◆ Task prompt
Which lines in the entries below contain the string "Input"? Copy out each such line, treating uppercase and lowercase as different.

◆ Records for the exercise
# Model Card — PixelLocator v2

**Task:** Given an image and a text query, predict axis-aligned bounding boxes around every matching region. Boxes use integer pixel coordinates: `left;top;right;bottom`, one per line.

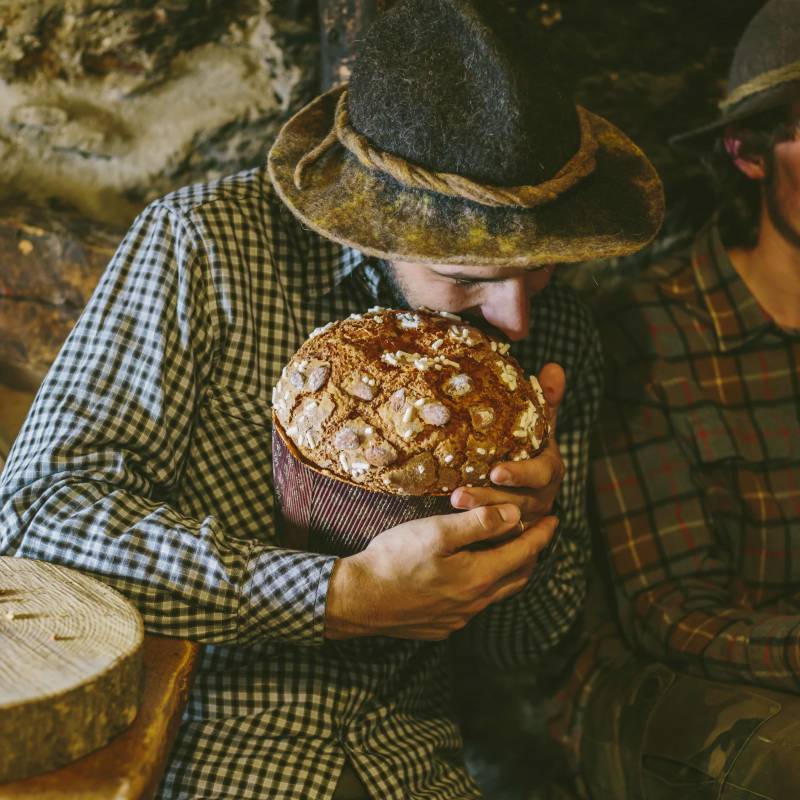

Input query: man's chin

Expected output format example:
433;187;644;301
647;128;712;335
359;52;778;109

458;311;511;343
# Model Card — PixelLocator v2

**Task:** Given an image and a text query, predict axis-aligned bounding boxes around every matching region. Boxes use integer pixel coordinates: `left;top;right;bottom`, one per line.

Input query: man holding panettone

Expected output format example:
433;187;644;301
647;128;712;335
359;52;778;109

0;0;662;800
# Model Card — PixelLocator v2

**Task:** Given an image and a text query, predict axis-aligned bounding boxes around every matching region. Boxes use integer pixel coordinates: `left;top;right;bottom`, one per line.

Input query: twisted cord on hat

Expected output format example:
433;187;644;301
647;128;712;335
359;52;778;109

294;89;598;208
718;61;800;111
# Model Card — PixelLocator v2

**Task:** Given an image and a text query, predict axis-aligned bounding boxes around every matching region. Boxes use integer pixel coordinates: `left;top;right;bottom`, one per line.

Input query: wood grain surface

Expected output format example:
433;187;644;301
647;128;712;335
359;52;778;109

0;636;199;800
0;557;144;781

---

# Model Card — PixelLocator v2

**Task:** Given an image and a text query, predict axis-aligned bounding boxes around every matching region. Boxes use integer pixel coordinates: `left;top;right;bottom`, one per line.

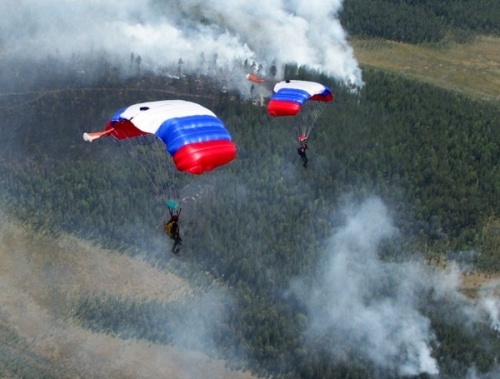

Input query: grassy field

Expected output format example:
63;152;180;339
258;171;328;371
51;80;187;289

---

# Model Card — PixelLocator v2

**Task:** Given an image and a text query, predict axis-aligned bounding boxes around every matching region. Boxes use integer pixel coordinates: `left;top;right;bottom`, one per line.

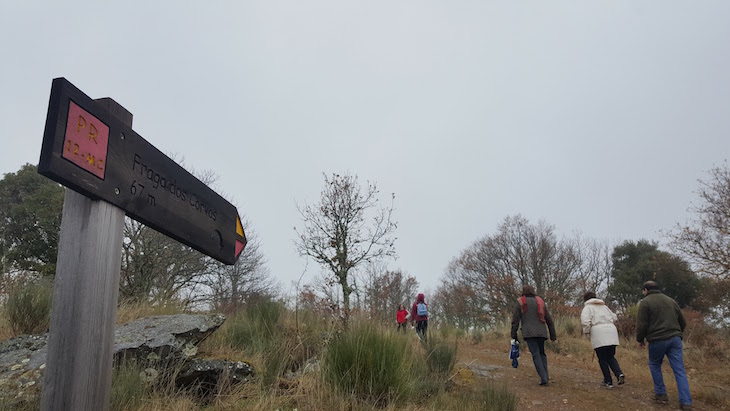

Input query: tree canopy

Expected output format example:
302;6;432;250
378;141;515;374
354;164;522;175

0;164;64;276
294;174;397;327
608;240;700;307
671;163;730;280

◆ Result
Input query: man's chin
Input query: man holding panettone
Input query: twisted cord on hat
Input query: wood grain surface
Input query: grassy field
Input query: tree canopy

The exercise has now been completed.